**Selected excerpt**
+ + + + + + +
As we begin venturing back into the office, ORH looks at the impact that Covid-19 has had on ambulance response data.
Historical data is an important element of ORH’s analysis for model inputs. The type and number of incidents that emergency service vehicles respond to play an important part in the forecasting of future incidents. When we come to analyse the data for 2020 there will be unusual patterns that will, hopefully, not be reflective of what we can expect of future behaviour.
NHS England releases the Statistical Note: Ambulance Quality Indicators each month, and the latest (published on 9 July 2020) reported that the number of 999 calls in May and June of this year were the lowest for two years. For the last four months, ambulance services have resolved incidents differently to normal practice. Usually just under 60% of incidents across England are conveyed to an emergency department, and around 30% of incidents are resolved at scene. As Covid-19 began to affect life in England during March, so the proportion of patients transported to hospital dropped and was lowest in April at 44%. The percentage increased in May, but was still only 53% in June when England began to emerge from lockdown as non-essential retailers reopened in mid-June.
+ + + + + + +
**Tasks and exercises**
**a)** Decide whether each statement agrees with the passage on ambulance response data. Answer yes or no for each, and quote the deciding words of the passage. (i) The latest Statistical Note reported that 999 calls in May and June were the lowest for two years. (ii) The proportion of patients transported to hospital was lowest in June. (iii) Usually around 30% of incidents across England are resolved at scene.
**b)** Write out the stretch of the passage on ambulance response data from "Historical data is" through "of future behaviour.", copying it exactly.
+ + + + + + +
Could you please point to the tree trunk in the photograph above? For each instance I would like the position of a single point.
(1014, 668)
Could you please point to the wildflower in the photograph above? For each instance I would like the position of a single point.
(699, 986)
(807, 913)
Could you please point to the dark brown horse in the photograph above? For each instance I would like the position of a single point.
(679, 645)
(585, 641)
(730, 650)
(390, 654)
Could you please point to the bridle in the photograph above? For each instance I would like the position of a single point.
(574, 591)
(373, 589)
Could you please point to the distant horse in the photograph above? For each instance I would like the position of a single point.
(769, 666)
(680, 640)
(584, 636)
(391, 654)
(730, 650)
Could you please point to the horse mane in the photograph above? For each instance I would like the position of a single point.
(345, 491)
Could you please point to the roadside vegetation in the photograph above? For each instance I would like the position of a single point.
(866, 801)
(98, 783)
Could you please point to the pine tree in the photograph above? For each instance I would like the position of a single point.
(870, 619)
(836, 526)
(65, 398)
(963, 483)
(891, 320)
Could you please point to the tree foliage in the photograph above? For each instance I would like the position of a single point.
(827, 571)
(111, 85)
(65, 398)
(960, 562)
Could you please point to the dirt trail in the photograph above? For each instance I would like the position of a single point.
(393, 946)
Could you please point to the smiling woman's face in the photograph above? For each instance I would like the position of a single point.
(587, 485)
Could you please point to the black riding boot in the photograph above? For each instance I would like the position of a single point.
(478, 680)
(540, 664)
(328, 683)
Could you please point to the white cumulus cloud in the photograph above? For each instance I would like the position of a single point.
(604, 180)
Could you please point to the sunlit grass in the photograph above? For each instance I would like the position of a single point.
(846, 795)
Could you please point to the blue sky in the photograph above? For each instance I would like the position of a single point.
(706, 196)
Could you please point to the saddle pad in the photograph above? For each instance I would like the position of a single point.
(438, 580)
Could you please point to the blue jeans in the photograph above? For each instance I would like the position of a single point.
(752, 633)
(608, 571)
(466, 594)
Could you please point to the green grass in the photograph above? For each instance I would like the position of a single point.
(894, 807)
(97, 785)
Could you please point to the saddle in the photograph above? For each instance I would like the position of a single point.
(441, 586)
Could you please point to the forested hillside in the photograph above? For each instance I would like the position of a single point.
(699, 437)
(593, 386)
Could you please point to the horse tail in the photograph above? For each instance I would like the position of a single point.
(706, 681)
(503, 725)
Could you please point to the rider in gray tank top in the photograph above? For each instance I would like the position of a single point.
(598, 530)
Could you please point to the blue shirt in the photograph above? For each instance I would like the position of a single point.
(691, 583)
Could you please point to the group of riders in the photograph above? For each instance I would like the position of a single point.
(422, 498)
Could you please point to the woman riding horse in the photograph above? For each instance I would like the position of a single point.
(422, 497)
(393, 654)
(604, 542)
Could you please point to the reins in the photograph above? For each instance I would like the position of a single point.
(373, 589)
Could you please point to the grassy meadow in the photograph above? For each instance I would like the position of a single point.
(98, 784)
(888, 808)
+ + + + + + +
**Exercise answers**
**a)**
(i) Yes: "the number of 999 calls in May and June of this year were the lowest for two years"
(ii) No: "was lowest in April at 44%"
(iii) Yes: "around 30% of incidents are resolved at scene"

**b)**
Historical data is an important element of ORH’s analysis for model inputs. The type and number of incidents that emergency service vehicles respond to play an important part in the forecasting of future incidents. When we come to analyse the data for 2020 there will be unusual patterns that will, hopefully, not be reflective of what we can expect of future behaviour.